■ Extracted entries
____

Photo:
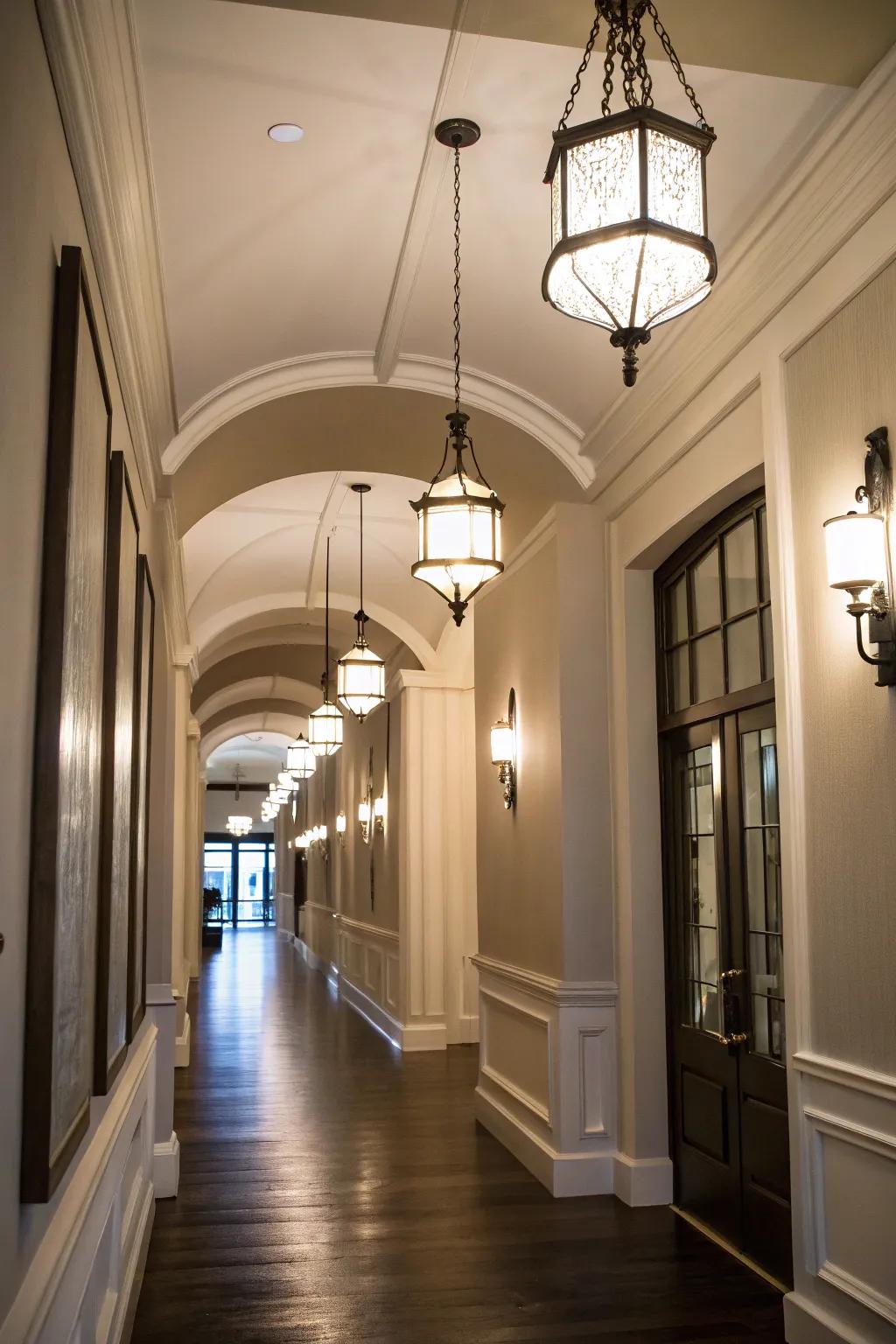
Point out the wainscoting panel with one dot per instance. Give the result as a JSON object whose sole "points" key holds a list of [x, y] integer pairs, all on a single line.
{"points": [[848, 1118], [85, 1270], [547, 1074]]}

____

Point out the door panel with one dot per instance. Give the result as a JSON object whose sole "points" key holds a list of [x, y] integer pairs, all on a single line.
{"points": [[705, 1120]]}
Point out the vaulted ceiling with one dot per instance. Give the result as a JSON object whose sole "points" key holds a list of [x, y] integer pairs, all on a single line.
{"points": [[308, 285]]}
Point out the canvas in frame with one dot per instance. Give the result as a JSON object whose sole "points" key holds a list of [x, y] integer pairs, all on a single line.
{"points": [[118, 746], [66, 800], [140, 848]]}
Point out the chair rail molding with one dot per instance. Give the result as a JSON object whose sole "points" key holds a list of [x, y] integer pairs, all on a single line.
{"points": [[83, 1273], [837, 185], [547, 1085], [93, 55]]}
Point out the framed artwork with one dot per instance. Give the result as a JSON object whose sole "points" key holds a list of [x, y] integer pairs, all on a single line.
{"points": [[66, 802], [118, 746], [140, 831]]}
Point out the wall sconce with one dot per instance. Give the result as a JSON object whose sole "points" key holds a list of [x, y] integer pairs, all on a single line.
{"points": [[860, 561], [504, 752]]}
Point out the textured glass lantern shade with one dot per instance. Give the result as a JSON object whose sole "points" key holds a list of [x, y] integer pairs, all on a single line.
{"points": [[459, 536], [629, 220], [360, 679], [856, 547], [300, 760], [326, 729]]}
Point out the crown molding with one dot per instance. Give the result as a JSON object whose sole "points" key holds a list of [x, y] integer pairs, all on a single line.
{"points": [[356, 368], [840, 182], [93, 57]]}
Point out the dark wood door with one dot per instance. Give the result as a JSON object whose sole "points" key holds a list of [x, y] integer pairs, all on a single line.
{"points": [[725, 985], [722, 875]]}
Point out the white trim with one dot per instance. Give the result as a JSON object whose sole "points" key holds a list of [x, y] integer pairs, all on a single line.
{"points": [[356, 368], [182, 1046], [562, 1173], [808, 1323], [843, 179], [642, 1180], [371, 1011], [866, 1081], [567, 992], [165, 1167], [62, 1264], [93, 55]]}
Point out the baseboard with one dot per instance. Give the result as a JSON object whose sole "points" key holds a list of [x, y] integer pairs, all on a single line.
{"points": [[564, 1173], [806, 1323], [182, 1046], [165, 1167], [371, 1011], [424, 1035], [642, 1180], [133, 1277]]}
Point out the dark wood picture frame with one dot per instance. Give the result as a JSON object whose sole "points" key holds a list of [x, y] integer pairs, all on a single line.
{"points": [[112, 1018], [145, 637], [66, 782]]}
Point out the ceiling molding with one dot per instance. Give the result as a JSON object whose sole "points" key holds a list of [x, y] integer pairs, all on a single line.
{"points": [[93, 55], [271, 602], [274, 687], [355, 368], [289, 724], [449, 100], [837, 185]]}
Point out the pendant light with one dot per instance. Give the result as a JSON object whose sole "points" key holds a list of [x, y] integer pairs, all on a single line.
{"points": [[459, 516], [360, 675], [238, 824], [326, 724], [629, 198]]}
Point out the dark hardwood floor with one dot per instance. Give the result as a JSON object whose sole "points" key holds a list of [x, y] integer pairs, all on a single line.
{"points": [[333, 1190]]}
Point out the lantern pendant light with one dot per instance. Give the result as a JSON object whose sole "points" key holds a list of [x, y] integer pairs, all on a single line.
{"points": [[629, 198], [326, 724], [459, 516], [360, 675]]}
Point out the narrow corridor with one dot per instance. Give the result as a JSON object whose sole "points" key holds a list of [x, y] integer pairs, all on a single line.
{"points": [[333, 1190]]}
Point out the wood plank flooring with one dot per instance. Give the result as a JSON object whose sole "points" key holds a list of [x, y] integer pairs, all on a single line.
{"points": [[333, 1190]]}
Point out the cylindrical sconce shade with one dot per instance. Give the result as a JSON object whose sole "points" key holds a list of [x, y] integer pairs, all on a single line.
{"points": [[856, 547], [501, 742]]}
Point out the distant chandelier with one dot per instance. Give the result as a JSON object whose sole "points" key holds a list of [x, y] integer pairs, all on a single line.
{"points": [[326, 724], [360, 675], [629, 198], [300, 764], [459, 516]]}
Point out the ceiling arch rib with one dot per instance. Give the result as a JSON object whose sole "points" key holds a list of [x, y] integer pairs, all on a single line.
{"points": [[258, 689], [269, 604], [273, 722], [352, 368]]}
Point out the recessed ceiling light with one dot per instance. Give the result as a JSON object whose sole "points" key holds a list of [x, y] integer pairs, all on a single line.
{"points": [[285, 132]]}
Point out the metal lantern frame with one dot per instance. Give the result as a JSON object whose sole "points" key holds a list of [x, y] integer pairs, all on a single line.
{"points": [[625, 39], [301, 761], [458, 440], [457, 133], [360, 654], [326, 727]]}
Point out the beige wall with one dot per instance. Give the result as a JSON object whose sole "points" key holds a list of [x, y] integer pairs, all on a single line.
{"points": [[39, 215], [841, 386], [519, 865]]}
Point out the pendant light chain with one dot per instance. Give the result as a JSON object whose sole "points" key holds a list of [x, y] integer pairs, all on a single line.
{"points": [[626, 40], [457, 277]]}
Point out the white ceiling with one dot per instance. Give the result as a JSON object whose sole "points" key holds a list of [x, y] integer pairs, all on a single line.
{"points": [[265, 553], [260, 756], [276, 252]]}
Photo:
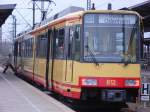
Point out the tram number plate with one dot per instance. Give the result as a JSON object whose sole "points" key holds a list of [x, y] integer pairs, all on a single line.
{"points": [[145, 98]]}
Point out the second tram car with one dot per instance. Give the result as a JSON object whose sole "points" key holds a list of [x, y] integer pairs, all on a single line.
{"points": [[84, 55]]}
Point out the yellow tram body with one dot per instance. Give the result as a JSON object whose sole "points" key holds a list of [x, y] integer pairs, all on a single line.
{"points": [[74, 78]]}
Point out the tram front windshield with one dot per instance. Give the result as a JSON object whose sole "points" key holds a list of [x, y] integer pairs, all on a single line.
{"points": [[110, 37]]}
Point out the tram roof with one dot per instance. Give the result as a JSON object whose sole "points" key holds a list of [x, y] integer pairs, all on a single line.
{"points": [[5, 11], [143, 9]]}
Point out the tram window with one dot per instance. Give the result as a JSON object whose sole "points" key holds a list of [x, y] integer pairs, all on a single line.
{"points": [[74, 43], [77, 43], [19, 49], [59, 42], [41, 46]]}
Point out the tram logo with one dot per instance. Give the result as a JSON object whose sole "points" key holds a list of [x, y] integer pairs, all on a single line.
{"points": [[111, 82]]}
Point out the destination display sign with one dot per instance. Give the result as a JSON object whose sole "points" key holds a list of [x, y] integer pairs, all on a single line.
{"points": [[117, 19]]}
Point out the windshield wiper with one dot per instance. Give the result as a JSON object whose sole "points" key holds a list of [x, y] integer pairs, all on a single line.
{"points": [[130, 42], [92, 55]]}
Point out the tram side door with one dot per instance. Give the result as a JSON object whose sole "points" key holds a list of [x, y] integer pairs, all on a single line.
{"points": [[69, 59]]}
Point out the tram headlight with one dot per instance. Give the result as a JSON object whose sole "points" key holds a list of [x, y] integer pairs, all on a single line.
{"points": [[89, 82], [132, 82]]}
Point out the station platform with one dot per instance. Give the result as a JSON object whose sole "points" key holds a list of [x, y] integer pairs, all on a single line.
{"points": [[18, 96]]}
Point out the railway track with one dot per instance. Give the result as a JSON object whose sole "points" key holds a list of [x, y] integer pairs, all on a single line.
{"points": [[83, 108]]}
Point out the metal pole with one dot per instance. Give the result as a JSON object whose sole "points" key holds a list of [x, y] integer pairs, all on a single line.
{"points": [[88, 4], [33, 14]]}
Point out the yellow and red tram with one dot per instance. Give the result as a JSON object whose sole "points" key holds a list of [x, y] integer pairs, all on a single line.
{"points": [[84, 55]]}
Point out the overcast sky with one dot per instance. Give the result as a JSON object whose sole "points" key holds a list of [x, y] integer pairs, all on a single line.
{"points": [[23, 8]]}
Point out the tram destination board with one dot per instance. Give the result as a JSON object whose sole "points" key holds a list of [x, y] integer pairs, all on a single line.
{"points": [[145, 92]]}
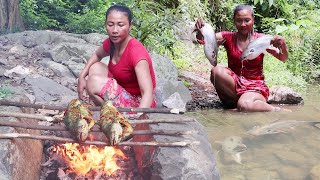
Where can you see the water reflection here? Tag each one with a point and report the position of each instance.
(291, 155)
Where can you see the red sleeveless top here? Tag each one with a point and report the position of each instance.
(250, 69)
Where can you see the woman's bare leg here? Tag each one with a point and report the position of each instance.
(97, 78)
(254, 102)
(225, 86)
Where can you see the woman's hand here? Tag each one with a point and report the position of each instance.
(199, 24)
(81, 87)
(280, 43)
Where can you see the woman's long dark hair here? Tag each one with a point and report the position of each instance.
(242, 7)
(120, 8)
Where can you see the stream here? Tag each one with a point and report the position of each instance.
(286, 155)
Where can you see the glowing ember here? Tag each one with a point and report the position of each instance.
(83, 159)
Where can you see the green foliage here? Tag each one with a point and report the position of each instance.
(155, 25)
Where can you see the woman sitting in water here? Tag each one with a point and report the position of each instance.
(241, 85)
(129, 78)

____

■ Exercise prompt
Please pull every line from the records above that contains the word "each". Case counts.

■ Solved problem
Where can you see the water reflection here? Tag each one with a point and report the position of each instance.
Where can you see the red sleeveless top here? Tag each one with a point and report the position of each instance.
Where can you see the woman's bare leg here? Tag each one with a point and report the position of each instance.
Where can you see the woman's hand here? Tag each one with a point and report the position of each instance.
Where can you see the woman's long dark hair here? Tag each one with a point and report the position of each instance.
Where can you see the stream here? Tag each one with a point and report the position of each instance.
Where can you see the glowing ember here? Tag each one with a point and report the position of each instance.
Where can you see the green foliage here? Tag each one with a point and report the position of each instance.
Where can you see the woman sitting in water here? Tag each one with a point and report the position of each instance.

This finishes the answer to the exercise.